» REQUIRED WORK: Report every line in the records below that contains the word "pale", copying each such line in full.

» EXTRACTED RECORDS:
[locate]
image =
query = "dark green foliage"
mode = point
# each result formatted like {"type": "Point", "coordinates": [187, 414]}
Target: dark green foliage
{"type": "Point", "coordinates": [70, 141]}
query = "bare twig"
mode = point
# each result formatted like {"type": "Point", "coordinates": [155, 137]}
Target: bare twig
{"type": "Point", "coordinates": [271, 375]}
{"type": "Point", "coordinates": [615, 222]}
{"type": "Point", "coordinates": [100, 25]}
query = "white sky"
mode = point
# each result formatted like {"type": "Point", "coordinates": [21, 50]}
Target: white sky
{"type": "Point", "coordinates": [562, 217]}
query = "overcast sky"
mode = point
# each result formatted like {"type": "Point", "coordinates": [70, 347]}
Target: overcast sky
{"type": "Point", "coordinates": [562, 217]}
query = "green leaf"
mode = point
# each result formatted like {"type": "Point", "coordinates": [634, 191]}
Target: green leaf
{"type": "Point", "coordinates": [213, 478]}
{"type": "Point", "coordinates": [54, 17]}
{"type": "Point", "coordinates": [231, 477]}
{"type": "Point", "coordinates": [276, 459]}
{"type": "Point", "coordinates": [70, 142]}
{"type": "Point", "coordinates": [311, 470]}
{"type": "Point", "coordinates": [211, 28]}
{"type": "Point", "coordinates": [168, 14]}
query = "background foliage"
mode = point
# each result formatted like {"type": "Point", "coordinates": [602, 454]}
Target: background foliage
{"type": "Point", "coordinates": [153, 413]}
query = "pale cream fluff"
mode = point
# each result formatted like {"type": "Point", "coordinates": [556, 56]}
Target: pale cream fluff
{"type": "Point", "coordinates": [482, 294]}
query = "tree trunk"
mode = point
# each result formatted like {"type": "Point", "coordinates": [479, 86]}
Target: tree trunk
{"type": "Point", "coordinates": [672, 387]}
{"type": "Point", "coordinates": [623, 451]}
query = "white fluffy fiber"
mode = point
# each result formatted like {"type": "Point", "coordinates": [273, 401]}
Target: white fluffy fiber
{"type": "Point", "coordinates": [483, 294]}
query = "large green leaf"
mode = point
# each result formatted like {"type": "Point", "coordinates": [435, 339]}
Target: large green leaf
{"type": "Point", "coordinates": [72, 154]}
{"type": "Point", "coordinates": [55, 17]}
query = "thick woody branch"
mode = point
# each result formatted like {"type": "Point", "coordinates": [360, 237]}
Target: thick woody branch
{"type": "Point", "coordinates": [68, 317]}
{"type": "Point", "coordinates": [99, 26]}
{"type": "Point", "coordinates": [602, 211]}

» ANSWER TO THE TASK:
query = "pale cream fluff"
Target: pale cream fluff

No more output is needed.